* REQUIRED WORK: From the line with "Target: truck side mirror" through the line with "x=53, y=194", inclusive, return each line of the data below exactly and leave the rest out.
======
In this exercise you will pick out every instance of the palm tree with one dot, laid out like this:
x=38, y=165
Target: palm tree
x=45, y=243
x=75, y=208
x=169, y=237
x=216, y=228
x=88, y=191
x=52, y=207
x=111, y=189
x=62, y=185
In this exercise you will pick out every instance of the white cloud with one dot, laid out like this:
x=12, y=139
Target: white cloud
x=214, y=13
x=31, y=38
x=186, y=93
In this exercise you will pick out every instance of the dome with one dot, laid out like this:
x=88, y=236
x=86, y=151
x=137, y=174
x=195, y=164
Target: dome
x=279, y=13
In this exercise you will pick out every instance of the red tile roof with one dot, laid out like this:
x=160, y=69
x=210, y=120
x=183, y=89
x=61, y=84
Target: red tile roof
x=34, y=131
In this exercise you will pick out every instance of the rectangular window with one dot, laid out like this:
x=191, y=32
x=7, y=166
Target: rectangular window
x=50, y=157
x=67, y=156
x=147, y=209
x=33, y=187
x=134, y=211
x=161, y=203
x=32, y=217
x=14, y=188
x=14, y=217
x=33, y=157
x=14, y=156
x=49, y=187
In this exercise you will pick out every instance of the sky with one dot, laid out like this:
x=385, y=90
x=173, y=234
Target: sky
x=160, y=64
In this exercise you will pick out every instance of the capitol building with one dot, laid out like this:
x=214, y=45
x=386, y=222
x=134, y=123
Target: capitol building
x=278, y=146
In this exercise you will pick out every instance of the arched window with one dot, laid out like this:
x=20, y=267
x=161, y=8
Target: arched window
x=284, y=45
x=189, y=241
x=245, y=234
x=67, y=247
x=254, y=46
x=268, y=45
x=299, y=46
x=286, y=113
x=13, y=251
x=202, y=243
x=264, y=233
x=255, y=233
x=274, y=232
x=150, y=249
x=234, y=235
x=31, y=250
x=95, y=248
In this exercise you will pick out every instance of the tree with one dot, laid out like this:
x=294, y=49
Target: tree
======
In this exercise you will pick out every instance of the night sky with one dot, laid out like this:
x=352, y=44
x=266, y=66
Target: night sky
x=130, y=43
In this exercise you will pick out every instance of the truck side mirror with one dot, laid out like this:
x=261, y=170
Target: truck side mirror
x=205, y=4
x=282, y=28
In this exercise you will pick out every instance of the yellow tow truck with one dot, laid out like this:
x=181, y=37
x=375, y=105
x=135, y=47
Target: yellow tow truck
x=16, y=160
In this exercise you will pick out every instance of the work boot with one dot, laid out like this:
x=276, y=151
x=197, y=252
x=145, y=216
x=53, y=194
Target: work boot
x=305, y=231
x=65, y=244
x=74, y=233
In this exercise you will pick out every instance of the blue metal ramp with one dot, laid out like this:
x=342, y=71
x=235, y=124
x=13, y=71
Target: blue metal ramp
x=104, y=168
======
* EXPECTED OUTPUT:
Target: truck side mirror
x=205, y=4
x=282, y=28
In this exercise you will pick out every instance of the yellow tow truck with one dot, laid out like this:
x=181, y=37
x=375, y=105
x=135, y=47
Target: yellow tow truck
x=16, y=160
In this exercise you will pick out every instance of the work boot with one dot, laid out like this:
x=276, y=151
x=197, y=252
x=145, y=216
x=53, y=194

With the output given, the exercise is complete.